Was zu tun ist:
(1) Beantworten Sie zum Text über die EU diese Fragen:
(a) In welcher Klasse bekam der Sozialwissenschaftskurs die Aufgabe, den Tagesablauf zu skizzieren?
(b) Welche Normen wurden bei der Nachbesprechung vor allem genannt?
(c) Aus welcher Stadt stammt die Mutter?
(2) Schreiben Sie aus dem Text über die EU den Abschnitt ab, der bei „Meinem Sozialwissenschaftskurs wurde“ beginnt und bei „allein mein Lebenslauf.“ endet.
(3) Führen Sie den Text über die Bedeutung der EU im eigenen Lebenslauf ab der Stelle fort, an der er aufhört.

Textauszug:
━━━━━━━━━━━━━━━━━━━━━━━━━━━━━━
EU-Flagge

Ohne die EU gäbe es mich nicht – Europa ist eine viel größere Idee   

Meinem Sozialwissenschaftskurs wurde in der zehnten Klasse mal die Aufgabe gestellt, unseren Tagesablauf zu skizzieren und herauszufinden, worauf die EU alles Einfluss hat. Bei der Nachbesprechung sind vor allem Gurken- und Bananennormen genannt worden, was naheliegt. Natürlich ist der Einfluss europäischer Gesetzgebung vor allem bei der Regulierung von dem, was als Nahrung so in unseren Körper  oder als Kosmetik auf ihn kommt, präsent. Aber die EU nur darauf zu reduzieren ist nicht nur nachlässig, weil es den Blick nicht aufs Wesentliche lenkt, sondern auch, weil diese Rhetorik Rechtspopulisten in die Hände spielt. Dass Europa eine viel größere Idee ist, und dass sich das auch über die Gesetzgebung in unserem Alltag niederschlägt, zeigt allein mein Lebenslauf.

Zum Beispiel hätten sich meine Eltern ohne das Erasmusprogramm, das meiner Mutter(sie stammt aus Florenz) ein Auslandssemester ermöglicht hat, vielleicht gar nicht kennengelernt. Würden meine Eltern nur aus einem gemeinsamen Land kommen, wäre meine Familie bestimmt um einiges langweiliger – mal ganz von einem weiteren entscheidenden Vorteil abgesehen, den man als Mensch mit mehr als einer Kultur hat: das Bewusstsein, dass es nicht die eine „richtige“ Kultur gibt.
━━━━━━━━━━━━━━━━━━━━━━━━━━━━━━
Bereitgestellte Daten:
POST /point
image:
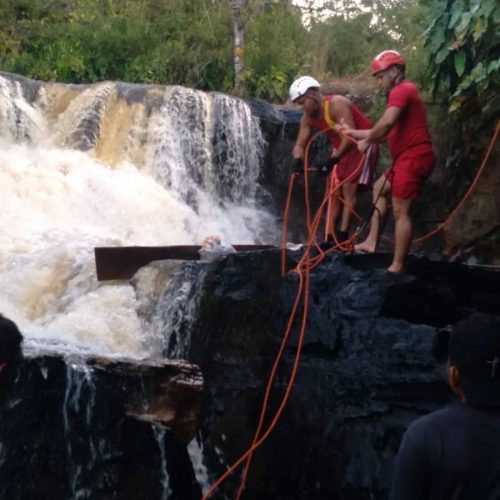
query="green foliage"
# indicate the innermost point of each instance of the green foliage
━━━━━━━━━━━━━━━━━━━━━━━━━━━━━━
Endergebnisse:
(1)
(a) In der zehnten Klasse.
(b) Gurken- und Bananennormen.
(c) Aus Florenz.

(2)
Meinem Sozialwissenschaftskurs wurde in der zehnten Klasse mal die Aufgabe gestellt, unseren Tagesablauf zu skizzieren und herauszufinden, worauf die EU alles Einfluss hat. Bei der Nachbesprechung sind vor allem Gurken- und Bananennormen genannt worden, was naheliegt. Natürlich ist der Einfluss europäischer Gesetzgebung vor allem bei der Regulierung von dem, was als Nahrung so in unseren Körper  oder als Kosmetik auf ihn kommt, präsent. Aber die EU nur darauf zu reduzieren ist nicht nur nachlässig, weil es den Blick nicht aufs Wesentliche lenkt, sondern auch, weil diese Rhetorik Rechtspopulisten in die Hände spielt. Dass Europa eine viel größere Idee ist, und dass sich das auch über die Gesetzgebung in unserem Alltag niederschlägt, zeigt allein mein Lebenslauf.

(3)
Küsschen oder Hand

Das fängt schon damit an, dass Gesten und Verhaltensweisen nicht überall die gleiche Bedeutung haben: In Deutschland bin ich ganz froh, wenn mir ein neues Gesicht im Familienkreis lieber erstmal die Hand als zwei Küsschen auf die Wangen gibt, in Italien merke ich mir die Person als ein bisschen schüchtern. Das schärft auch das Verständnis dafür, dass man über Unterschiede reden muss, um sich aneinander anpassen zu können: In gemischt deutsch-italienischer Runde fragen Deutsche manchmal, ob es denn eine Konvention gibt, mit welcher Wange man anfängt, und sind ein etwas konsterniert wenn man darauf die Achseln zuckt. Man dreht beim Annäherungsmanöver zum Wangenkuss mit einem oder einer Deutschen eben den Kopf etwas eindeutiger und kann so peinliche Mundbegegnungen vermeiden. (nachdem man abgewartet hat, ob der oder diejenige nicht lieber die Hand ausstreckt.)

Dieses Vorwissen hilft aber nicht nur dabei, zwischen den eigenen zwei Kulturen zu navigieren, sondern schärft auch das Verständnis für das Fremde: Verglichen mit der polnischen Art, drei echte Wangenschmatzer zu verteilen, wirken Italiener so, als würden sie nur schüchtern ein bisschen die Jochbeine aneinanderstubsen. Das heißt nicht, dass man in Polen schmierig ist, es ist eben einfach anders.

Das Beispiel erscheint trivial und ist nicht annähernd so emotional aufgeladen wie etwa der politische Diskurs über muslimische Männer, die Frauen nicht die Hand geben wollen. Was ich aber damit meine: je eher ich mit Menschen zu tun habe, die es eben anders machen als ich, desto eher lasse ich mich auf einen Kompromiss ein und vermeide einen Konflikt, auch einen Konflikt auf internationaler Ebene.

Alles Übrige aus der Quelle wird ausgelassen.